[Image region labeling entries]

————————

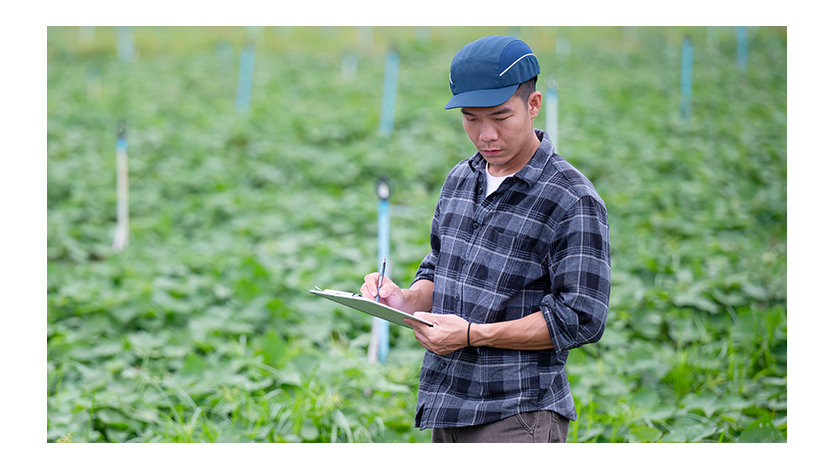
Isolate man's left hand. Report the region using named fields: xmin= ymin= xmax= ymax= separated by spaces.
xmin=404 ymin=312 xmax=469 ymax=356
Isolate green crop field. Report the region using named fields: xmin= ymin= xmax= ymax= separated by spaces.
xmin=46 ymin=27 xmax=788 ymax=442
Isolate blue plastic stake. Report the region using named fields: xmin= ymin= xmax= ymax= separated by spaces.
xmin=369 ymin=177 xmax=393 ymax=364
xmin=379 ymin=51 xmax=400 ymax=137
xmin=736 ymin=26 xmax=747 ymax=72
xmin=545 ymin=79 xmax=559 ymax=152
xmin=236 ymin=44 xmax=255 ymax=112
xmin=681 ymin=38 xmax=692 ymax=121
xmin=113 ymin=121 xmax=130 ymax=251
xmin=118 ymin=26 xmax=133 ymax=62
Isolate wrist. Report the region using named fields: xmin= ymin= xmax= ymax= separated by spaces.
xmin=468 ymin=323 xmax=489 ymax=347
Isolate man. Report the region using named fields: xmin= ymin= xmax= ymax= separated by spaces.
xmin=361 ymin=36 xmax=610 ymax=442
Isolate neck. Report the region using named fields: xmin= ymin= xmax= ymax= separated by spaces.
xmin=487 ymin=130 xmax=541 ymax=177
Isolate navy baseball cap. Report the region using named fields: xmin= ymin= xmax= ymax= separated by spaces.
xmin=446 ymin=36 xmax=539 ymax=109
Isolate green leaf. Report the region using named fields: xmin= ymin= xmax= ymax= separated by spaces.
xmin=628 ymin=426 xmax=663 ymax=442
xmin=738 ymin=418 xmax=785 ymax=442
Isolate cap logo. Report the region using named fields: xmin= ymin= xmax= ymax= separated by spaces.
xmin=498 ymin=53 xmax=538 ymax=80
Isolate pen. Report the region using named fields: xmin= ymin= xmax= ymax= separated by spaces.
xmin=376 ymin=258 xmax=385 ymax=302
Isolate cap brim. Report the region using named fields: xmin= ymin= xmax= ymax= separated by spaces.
xmin=446 ymin=85 xmax=518 ymax=109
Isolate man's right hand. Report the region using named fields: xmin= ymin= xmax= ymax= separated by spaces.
xmin=359 ymin=273 xmax=412 ymax=313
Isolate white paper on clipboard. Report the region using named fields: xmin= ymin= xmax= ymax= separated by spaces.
xmin=310 ymin=289 xmax=434 ymax=328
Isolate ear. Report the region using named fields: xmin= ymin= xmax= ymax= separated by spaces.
xmin=527 ymin=91 xmax=542 ymax=119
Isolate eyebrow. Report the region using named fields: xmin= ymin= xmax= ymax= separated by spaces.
xmin=460 ymin=106 xmax=512 ymax=116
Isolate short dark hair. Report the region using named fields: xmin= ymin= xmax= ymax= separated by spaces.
xmin=513 ymin=75 xmax=539 ymax=103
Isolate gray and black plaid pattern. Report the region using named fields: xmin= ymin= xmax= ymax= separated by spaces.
xmin=415 ymin=130 xmax=611 ymax=429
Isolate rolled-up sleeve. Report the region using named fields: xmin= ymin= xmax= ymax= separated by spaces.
xmin=541 ymin=196 xmax=611 ymax=351
xmin=411 ymin=198 xmax=442 ymax=285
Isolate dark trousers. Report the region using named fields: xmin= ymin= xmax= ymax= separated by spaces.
xmin=431 ymin=410 xmax=570 ymax=442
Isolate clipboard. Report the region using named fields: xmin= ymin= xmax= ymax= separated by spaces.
xmin=310 ymin=289 xmax=434 ymax=328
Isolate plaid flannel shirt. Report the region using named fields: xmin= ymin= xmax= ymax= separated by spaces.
xmin=414 ymin=129 xmax=611 ymax=429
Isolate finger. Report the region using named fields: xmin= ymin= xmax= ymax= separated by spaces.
xmin=365 ymin=273 xmax=379 ymax=297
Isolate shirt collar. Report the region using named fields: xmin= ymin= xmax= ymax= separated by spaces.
xmin=469 ymin=129 xmax=553 ymax=185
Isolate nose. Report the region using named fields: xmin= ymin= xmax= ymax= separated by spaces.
xmin=478 ymin=121 xmax=498 ymax=142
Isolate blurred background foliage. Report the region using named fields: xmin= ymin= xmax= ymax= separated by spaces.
xmin=47 ymin=27 xmax=787 ymax=442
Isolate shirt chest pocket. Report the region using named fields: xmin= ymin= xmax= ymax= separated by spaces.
xmin=468 ymin=227 xmax=545 ymax=295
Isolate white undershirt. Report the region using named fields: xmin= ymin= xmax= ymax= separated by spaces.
xmin=484 ymin=163 xmax=515 ymax=197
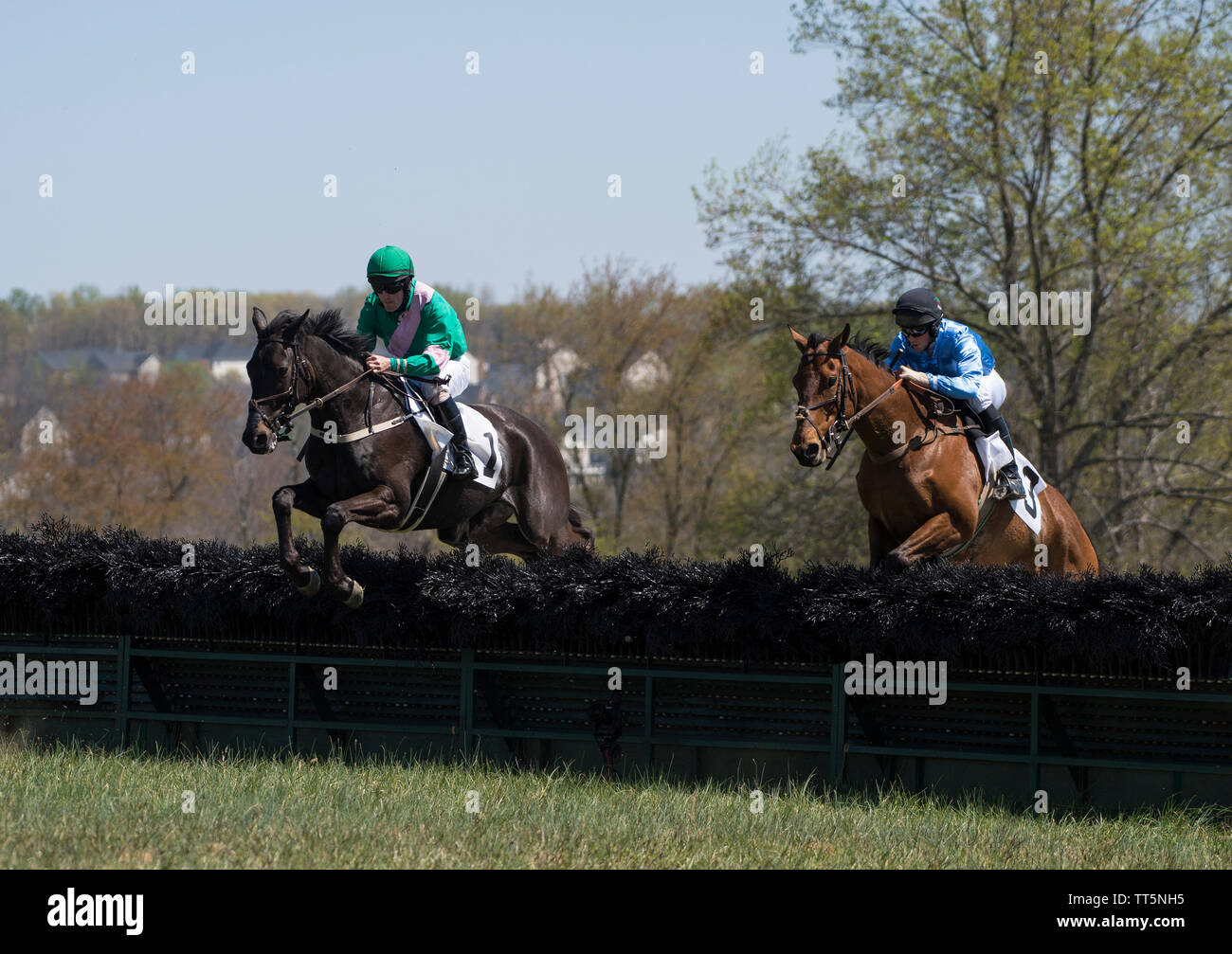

————————

| WRITTEN PROBLEM |
Reproduce word for word the lines of the listing from the one containing "Isolate nose. Report" through the end of the listing, both ends included. Leave the pictures out.

| RESPONSE |
Isolate nose. Report the region using named fields: xmin= ymin= xmax= ymax= separated by spaces.
xmin=478 ymin=121 xmax=498 ymax=142
Isolate blurred background foliage. Report the region using named fields: xmin= ymin= xmax= ymax= separated by spaces.
xmin=47 ymin=27 xmax=787 ymax=442
Isolate shirt chest pocket. Report the region using named fields: xmin= ymin= xmax= ymax= separated by spaces.
xmin=468 ymin=227 xmax=545 ymax=295
Isolate white undershirt. Report the region using named fields: xmin= ymin= xmax= ymax= separated by spaces.
xmin=484 ymin=163 xmax=515 ymax=197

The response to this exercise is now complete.